## Trecho de origem
=-=-=
Após essa determinação, Gomes promoveu audiências públicas e ouviu profissionais da área. Na decisão mais recente, ele destacou que os animais são seres sencientes, ou seja, capazes de sentir dor, angústia, amor, alegria, entre outros.

Violação constitucional

A posição Ministério Público Federal (MPF) no processo no TRF-3, sob parecer do procurador Sérgio Monteiro Medeiros, foi na mesma linha, além de destacar que “o processamento da carne no território brasileiro agrega muito mais valor social (emprego e renda), a par de tributos, em comparação com exportação de gado vivo”. 

A advogada especializada em causas animais, Claudia Nakano, relembra que a proteção da dignidade animal é valor constitucional brasileiro. “A fauna e a flora, segundo inciso 7 do artigo 225 da Constituição Federal, devem ser preservados, protegendo os animais como espécie, garantindo a não extinção e a não crueldade”, explica ela.

Já a lei 9.695/ 1998 impôs sanções penais e administrativas nos casos de abuso e maus-tratos a qualquer tipo de animal com pena de até um ano, além de multas. “O mais importante é o animal. É o respeito a ele como um ser senciente”, complementa ela.

Outro argumento contra a legitimidade da atividade aponta para seus impactos ambientais. O parecer do MPF mostrou que são produzidos cerca de 337,5 mil quilos de esterco apenas no trajeto do local de pré-embarque e o terminal portuário.

“Já embarcados, eles produzirão uma quantidade de 810 mil quilos de esterco por dia para serem lançados diretamente no mar; parte no Brasil e parte em águas internacionais”, detalha Medeiros. “Portanto, em 15 dias, haverá o lançamento no mar de 12 mil toneladas de dejetos animais, fora os animais mortos, que também serão descartados depois de triturados”.
=-=-=
## Linhas fornecidas
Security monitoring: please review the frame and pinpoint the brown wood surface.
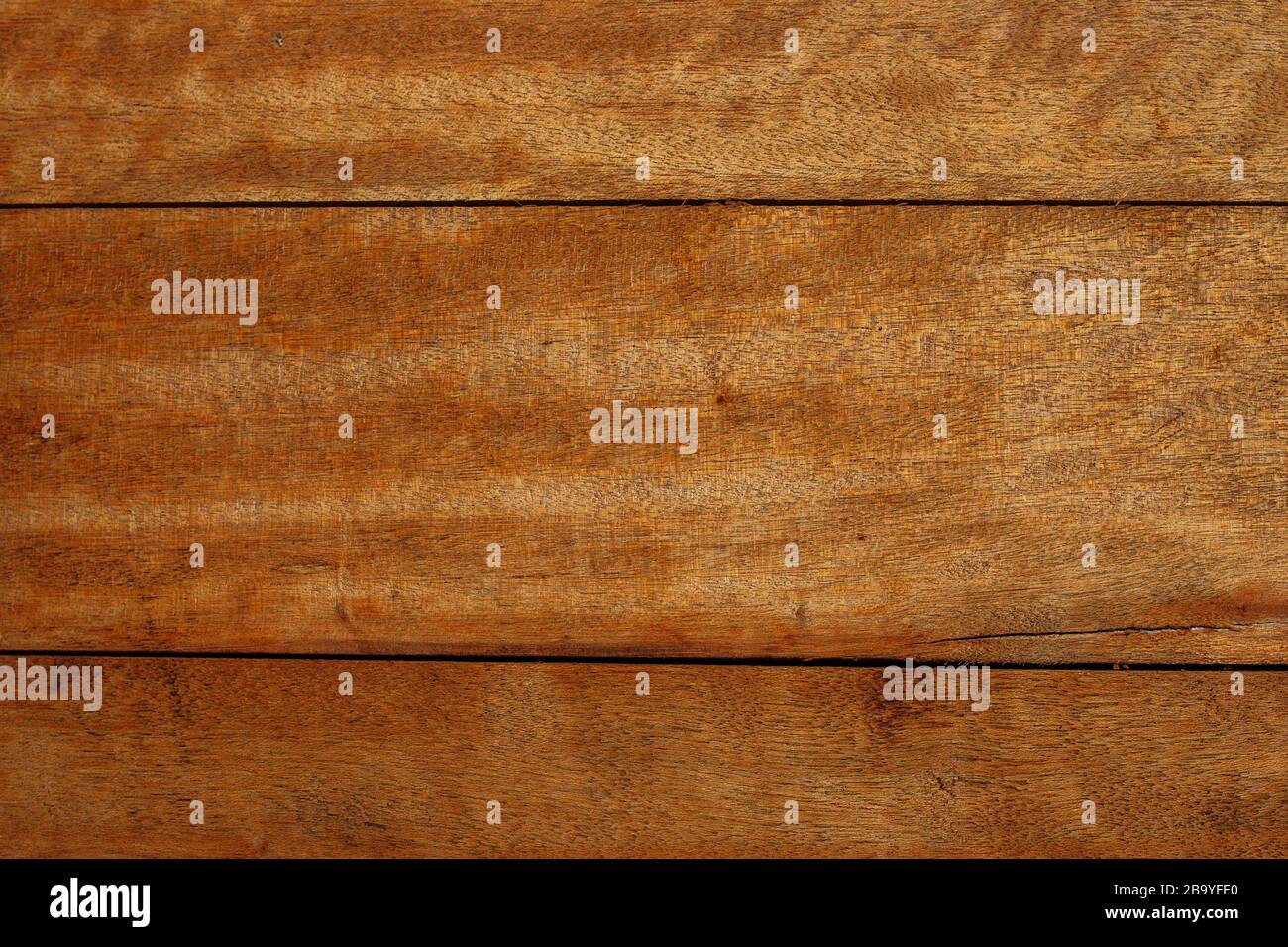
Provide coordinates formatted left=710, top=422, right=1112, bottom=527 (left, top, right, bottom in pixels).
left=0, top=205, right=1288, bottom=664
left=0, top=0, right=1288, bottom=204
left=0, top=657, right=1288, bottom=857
=-=-=
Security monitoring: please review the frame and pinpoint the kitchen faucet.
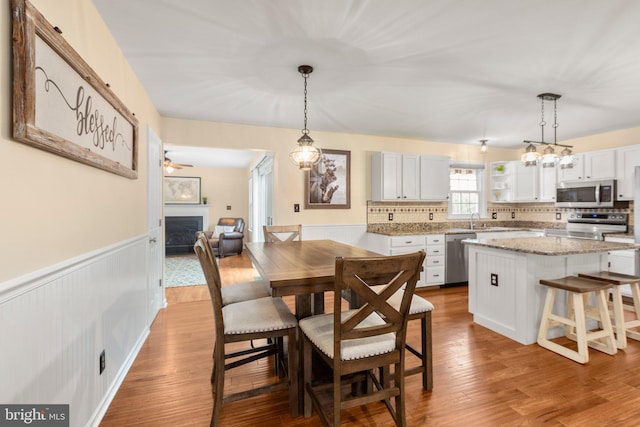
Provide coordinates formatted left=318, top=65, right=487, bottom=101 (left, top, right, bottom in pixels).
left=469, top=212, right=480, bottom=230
=-=-=
## Objetivo do exercício
Copie sem alterações, do trecho sobre a exportação de gado vivo, a passagem que vai de "A advogada especializada" até "o terminal portuário.".

## Tarefa concluída
A advogada especializada em causas animais, Claudia Nakano, relembra que a proteção da dignidade animal é valor constitucional brasileiro. “A fauna e a flora, segundo inciso 7 do artigo 225 da Constituição Federal, devem ser preservados, protegendo os animais como espécie, garantindo a não extinção e a não crueldade”, explica ela.

Já a lei 9.695/ 1998 impôs sanções penais e administrativas nos casos de abuso e maus-tratos a qualquer tipo de animal com pena de até um ano, além de multas. “O mais importante é o animal. É o respeito a ele como um ser senciente”, complementa ela.

Outro argumento contra a legitimidade da atividade aponta para seus impactos ambientais. O parecer do MPF mostrou que são produzidos cerca de 337,5 mil quilos de esterco apenas no trajeto do local de pré-embarque e o terminal portuário.